Short task: Reproduce the records below verbatim, from their first line through the line containing "[[[188,203],[212,140],[85,174]]]", with that line included.

Extracted data:

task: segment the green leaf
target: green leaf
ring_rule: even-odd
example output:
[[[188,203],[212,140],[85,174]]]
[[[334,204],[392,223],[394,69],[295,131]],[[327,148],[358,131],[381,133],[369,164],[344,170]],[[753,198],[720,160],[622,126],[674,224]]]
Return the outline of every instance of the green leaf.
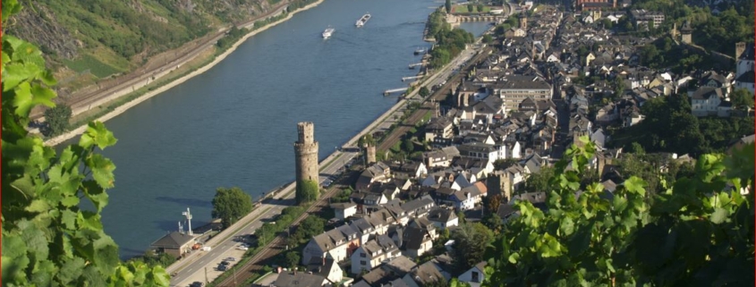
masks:
[[[81,257],[66,258],[61,265],[60,272],[57,274],[58,280],[64,285],[72,286],[71,283],[79,278],[84,271],[84,259]]]
[[[105,149],[105,148],[115,145],[116,141],[117,139],[113,136],[113,132],[107,131],[105,124],[100,122],[91,122],[87,131],[81,135],[79,145],[84,148],[96,145],[100,149]]]
[[[724,223],[727,219],[728,215],[729,213],[726,209],[722,207],[717,207],[714,209],[714,213],[711,214],[709,220],[715,224],[719,224],[721,223]]]
[[[99,154],[93,154],[87,158],[87,166],[92,170],[92,177],[98,184],[106,189],[114,186],[113,170],[115,169],[115,165],[110,159]]]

Task response:
task: segment the green leaf
target: green leaf
ring_rule: even-odd
example output:
[[[188,203],[212,140],[85,174]]]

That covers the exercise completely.